=== Information provided ===
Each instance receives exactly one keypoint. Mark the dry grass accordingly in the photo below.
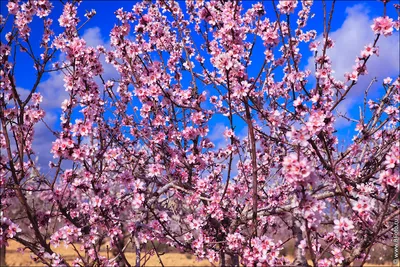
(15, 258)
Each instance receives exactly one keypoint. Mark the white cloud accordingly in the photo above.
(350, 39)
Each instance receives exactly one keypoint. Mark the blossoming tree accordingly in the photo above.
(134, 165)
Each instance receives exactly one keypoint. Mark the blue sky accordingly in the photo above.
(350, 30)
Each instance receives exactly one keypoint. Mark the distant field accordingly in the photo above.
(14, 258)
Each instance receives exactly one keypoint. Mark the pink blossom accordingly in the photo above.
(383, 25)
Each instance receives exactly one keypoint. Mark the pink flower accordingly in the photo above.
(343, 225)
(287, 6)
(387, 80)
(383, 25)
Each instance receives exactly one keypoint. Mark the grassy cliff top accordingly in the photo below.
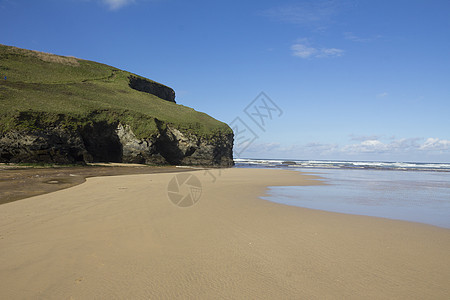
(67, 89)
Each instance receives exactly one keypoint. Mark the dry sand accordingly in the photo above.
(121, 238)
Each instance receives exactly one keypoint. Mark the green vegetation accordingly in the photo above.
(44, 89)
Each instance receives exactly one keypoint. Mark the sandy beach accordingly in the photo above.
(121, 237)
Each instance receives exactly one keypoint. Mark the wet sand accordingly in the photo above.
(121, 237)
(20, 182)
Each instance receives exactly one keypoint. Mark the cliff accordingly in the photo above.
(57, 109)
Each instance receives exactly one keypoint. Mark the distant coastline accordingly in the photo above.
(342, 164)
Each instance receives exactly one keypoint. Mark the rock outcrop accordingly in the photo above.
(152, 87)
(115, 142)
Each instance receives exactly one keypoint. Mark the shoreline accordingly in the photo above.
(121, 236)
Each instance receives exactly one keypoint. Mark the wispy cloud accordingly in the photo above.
===
■ Set problem ■
Put every line of the data above into a Markdown table with two columns, Row and Line. Number the rows and skip blank lines. Leave the images out of your answer.

■ Answer to the exercise ■
| Row | Line |
|---|---|
| 1 | Each instance receives exactly one keypoint. Mark the dry grass accordingly in the photo below. |
| 2 | (15, 258) |
| 3 | Each instance receives exactly one keypoint. Mark the white cloud accordingly in the photo above. |
| 4 | (350, 39) |
| 5 | Each instance receives exactly one keypoint. Mark the blossoming tree accordingly in the photo above. |
| 6 | (134, 165) |
| 7 | Each instance receives exactly one keypoint. Mark the blue sky accordingly in the photo above. |
| 8 | (350, 30) |
| 9 | Each instance receives exactly one keypoint. Mark the distant field accordingly in the photo above. |
| 10 | (14, 258) |
| 11 | Each instance receives exactly one keypoint. Mark the pink blossom accordingly in the photo above. |
| 12 | (383, 25) |
| 13 | Each instance receives exactly one keypoint. Mark the pink flower accordingly in the photo above. |
| 14 | (343, 225) |
| 15 | (287, 6) |
| 16 | (387, 80) |
| 17 | (383, 25) |
| 18 | Each instance receives exactly one keypoint. Mark the grassy cliff top accordingly in the photo below. |
| 19 | (67, 89) |
| 20 | Each instance receives exactly one keypoint. Mark the dry sand accordingly in the photo above. |
| 21 | (121, 238) |
| 22 | Each instance receives exactly one keypoint. Mark the green vegetation accordingly in the photo above. |
| 23 | (44, 89) |
| 24 | Each instance receives exactly one keypoint. Mark the sandy beach accordingly in the photo above. |
| 25 | (121, 237) |
| 26 | Each instance receives exactly one keypoint. Mark the wet sand accordingly in the photo above. |
| 27 | (121, 237) |
| 28 | (20, 182) |
| 29 | Each instance receives exactly one keypoint. Mark the cliff accordingly in the photo above. |
| 30 | (57, 109) |
| 31 | Each instance receives exactly one keypoint. Mark the distant coastline accordingly in the photo above. |
| 32 | (342, 164) |
| 33 | Each instance receives exactly one keypoint. Mark the rock outcrop accordingly in the photo above. |
| 34 | (152, 87) |
| 35 | (115, 142) |
| 36 | Each instance receives exactly one keypoint. Mark the shoreline accordingly in the photo above. |
| 37 | (121, 236) |
| 38 | Each instance receives exactly one keypoint. Mark the wispy cloud accordingly in the photo above. |